[Records drawn from a dataset]
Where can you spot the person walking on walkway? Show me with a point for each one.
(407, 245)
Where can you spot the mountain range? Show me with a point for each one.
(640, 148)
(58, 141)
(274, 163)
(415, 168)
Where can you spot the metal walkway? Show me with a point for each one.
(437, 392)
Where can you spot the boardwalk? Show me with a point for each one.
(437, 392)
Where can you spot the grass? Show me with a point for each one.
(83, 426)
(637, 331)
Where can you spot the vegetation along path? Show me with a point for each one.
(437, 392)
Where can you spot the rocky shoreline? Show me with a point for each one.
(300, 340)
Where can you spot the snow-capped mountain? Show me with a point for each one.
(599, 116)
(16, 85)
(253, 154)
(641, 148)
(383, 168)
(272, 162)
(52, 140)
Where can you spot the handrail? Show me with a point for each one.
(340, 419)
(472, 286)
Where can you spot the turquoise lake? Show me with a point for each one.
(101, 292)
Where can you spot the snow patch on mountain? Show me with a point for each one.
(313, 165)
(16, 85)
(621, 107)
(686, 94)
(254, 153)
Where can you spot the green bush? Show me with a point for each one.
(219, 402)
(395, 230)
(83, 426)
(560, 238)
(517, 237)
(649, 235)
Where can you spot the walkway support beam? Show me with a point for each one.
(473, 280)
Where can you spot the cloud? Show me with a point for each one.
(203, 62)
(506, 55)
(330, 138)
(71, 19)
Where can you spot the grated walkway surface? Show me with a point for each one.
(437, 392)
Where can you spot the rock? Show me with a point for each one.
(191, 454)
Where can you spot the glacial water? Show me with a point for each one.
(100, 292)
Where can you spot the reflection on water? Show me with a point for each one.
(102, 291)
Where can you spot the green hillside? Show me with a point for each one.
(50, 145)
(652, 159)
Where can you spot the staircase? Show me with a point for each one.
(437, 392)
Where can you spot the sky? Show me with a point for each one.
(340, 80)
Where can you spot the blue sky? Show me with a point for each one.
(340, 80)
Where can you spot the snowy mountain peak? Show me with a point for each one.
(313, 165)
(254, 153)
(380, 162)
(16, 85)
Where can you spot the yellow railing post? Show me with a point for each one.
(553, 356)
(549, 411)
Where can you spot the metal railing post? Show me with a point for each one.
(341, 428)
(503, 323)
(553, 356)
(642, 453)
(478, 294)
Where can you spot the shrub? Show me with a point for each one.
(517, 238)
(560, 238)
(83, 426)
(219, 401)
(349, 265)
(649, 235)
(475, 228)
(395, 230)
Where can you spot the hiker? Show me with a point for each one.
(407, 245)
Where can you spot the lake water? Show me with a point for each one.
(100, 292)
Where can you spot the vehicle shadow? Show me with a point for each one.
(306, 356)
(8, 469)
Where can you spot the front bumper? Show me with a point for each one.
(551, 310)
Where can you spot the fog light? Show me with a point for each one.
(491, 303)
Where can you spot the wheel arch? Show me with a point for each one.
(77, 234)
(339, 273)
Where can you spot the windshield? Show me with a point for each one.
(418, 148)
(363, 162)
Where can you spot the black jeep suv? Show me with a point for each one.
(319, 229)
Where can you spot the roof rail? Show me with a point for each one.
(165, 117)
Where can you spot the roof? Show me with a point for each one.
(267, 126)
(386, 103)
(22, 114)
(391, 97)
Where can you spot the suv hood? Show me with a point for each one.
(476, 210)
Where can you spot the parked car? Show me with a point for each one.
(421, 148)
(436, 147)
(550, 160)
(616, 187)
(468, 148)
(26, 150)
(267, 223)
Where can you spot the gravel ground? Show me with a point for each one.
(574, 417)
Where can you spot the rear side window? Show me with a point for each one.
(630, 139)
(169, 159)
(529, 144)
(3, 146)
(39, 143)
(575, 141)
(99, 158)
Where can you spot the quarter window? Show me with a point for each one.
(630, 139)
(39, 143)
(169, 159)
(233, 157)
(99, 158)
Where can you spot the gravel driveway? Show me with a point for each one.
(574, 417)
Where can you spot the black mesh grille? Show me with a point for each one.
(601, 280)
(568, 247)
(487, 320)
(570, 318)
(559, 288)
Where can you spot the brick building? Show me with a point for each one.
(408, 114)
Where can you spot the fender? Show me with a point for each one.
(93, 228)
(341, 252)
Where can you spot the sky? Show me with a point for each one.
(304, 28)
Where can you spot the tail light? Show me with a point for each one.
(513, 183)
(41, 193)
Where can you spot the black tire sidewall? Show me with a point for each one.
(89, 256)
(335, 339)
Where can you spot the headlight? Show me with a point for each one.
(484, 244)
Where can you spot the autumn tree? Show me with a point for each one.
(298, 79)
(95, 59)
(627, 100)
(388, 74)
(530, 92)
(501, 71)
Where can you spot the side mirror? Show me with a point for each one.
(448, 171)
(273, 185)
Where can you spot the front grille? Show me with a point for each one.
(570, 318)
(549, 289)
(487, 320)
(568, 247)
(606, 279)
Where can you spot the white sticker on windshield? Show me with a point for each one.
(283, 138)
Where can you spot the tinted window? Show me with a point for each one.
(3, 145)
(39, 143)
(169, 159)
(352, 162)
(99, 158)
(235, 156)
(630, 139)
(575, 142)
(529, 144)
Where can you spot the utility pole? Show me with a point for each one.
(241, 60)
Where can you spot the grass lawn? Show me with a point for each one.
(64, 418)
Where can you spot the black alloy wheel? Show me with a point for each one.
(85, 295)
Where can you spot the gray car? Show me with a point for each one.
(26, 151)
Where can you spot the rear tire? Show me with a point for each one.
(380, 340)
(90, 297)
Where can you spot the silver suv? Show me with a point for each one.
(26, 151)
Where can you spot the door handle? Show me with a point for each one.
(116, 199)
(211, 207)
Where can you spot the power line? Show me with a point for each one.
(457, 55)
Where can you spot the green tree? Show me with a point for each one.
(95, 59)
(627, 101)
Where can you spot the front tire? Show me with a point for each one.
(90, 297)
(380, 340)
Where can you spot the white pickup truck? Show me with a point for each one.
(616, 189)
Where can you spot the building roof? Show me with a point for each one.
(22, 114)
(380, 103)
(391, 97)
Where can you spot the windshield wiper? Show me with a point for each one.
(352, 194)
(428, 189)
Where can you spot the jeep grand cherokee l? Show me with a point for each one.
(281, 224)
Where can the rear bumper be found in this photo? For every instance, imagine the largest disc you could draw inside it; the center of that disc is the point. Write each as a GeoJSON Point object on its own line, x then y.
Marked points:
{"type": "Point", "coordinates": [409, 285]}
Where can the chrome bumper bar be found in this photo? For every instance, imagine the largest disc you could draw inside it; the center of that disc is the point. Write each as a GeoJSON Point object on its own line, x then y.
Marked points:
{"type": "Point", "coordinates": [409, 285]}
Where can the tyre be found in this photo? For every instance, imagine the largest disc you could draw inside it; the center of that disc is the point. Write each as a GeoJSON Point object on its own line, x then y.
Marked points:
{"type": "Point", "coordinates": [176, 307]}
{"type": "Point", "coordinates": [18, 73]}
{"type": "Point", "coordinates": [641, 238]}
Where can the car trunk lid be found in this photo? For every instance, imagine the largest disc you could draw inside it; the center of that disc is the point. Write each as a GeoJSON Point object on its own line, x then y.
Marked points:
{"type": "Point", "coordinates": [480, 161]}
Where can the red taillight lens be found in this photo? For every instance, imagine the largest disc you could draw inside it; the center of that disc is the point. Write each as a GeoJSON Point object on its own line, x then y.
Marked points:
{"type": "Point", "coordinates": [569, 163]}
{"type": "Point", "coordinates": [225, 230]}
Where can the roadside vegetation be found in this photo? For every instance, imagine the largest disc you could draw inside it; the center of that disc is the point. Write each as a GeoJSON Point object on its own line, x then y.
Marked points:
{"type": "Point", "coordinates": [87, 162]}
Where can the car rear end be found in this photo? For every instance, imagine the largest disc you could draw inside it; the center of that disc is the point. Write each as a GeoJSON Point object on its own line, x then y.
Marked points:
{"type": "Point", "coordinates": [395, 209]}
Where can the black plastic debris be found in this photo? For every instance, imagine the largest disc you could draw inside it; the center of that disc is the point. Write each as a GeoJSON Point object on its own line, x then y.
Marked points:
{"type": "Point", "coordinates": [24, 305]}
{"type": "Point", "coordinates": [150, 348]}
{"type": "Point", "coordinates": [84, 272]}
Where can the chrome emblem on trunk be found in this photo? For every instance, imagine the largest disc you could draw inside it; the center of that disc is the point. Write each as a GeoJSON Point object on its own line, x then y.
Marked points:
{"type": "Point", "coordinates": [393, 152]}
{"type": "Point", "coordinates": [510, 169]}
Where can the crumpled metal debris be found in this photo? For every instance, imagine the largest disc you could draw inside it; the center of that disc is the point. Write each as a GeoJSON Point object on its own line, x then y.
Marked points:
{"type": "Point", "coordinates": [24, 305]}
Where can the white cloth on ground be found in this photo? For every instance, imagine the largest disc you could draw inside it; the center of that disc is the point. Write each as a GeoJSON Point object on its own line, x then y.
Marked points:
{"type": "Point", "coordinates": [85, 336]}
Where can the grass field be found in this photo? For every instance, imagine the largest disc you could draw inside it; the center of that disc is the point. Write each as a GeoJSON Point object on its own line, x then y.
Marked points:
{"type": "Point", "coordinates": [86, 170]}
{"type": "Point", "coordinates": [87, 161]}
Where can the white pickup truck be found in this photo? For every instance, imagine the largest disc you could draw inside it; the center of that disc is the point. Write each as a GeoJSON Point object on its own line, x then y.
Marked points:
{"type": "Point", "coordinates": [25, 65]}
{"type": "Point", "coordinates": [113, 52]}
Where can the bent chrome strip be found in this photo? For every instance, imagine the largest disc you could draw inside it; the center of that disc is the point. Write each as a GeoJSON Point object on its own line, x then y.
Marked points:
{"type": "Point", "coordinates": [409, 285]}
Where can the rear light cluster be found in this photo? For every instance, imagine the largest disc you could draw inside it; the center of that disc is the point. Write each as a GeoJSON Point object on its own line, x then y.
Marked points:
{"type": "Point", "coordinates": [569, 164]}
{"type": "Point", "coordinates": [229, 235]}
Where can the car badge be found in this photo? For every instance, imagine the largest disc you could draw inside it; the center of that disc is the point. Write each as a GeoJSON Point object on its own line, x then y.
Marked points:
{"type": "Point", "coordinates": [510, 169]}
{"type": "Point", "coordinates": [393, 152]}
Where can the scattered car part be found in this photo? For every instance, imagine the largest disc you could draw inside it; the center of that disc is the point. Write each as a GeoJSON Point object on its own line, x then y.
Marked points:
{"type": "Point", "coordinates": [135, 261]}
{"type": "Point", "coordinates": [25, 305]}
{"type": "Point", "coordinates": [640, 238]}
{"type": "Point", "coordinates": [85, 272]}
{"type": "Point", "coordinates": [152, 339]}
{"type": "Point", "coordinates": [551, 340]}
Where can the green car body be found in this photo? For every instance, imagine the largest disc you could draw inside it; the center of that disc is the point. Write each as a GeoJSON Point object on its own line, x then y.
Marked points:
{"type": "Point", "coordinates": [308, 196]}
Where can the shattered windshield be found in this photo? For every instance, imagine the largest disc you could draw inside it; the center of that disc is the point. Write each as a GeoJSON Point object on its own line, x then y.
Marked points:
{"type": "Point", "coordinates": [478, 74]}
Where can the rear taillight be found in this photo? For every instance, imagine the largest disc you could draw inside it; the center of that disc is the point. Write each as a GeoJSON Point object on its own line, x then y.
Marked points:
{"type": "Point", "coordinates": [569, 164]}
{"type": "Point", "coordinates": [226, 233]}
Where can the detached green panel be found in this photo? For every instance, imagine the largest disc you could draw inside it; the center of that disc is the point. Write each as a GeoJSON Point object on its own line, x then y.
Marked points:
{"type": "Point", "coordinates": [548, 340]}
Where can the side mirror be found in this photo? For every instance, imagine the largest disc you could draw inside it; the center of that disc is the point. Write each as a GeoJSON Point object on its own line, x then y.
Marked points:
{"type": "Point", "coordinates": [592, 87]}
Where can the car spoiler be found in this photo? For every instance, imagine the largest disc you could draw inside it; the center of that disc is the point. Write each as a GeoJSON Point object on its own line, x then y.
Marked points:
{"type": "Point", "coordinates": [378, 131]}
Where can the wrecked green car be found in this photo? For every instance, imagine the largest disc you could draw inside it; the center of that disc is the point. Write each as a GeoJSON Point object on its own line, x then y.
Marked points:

## Work order
Look through the entries above. Copy out every line holding the word "chrome".

## Task answer
Where can the chrome bumper bar be found in this photo? For every instance, imagine the largest disc you could draw inside it; the center of that disc is the point. Write each as a GeoJSON Point object on its own line, x then y.
Where can the chrome emblem on trunk be found in this photo? For every instance, imagine the largest disc you could draw inside it; the center of that disc is the point. Write each as a GeoJSON Point object on its own line, x then y.
Where can the bent chrome strip be found in this photo? For every instance, imagine the largest disc you could draw inside it; the center of that disc is the point. Write each as a GeoJSON Point object on its own line, x then y.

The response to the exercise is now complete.